(Point annotations for photos)

····················

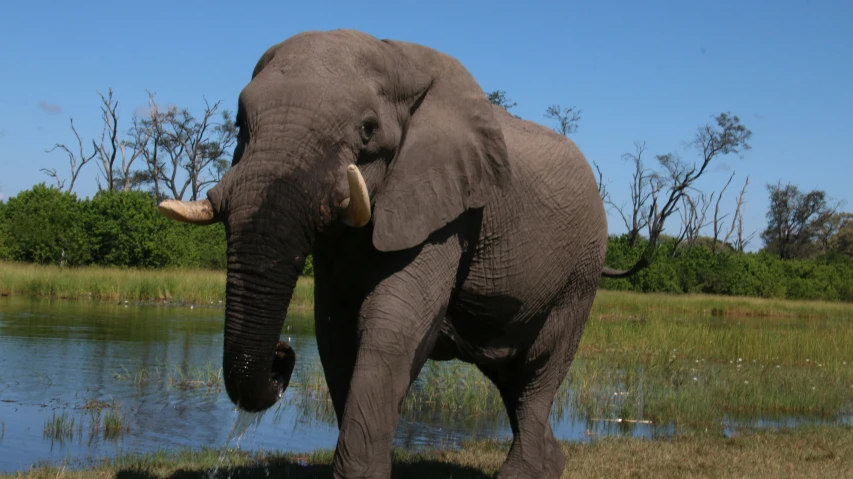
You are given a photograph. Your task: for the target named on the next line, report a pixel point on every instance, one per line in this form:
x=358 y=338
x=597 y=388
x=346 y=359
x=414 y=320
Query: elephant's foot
x=545 y=462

····················

# [WHAT YOU SHOULD DO]
Rewrite the records with "pixel point" changed to "pixel location" wherever it appears, leaving everything else the same. Omit the pictures from your version.

# [RESULT OF THIS EXERCISE]
You are given a photograph. Your task: for the target named on the next line, report a pixel location on every instance, one per line in this form:
x=358 y=338
x=597 y=388
x=346 y=359
x=414 y=320
Query: elephant's foot
x=545 y=462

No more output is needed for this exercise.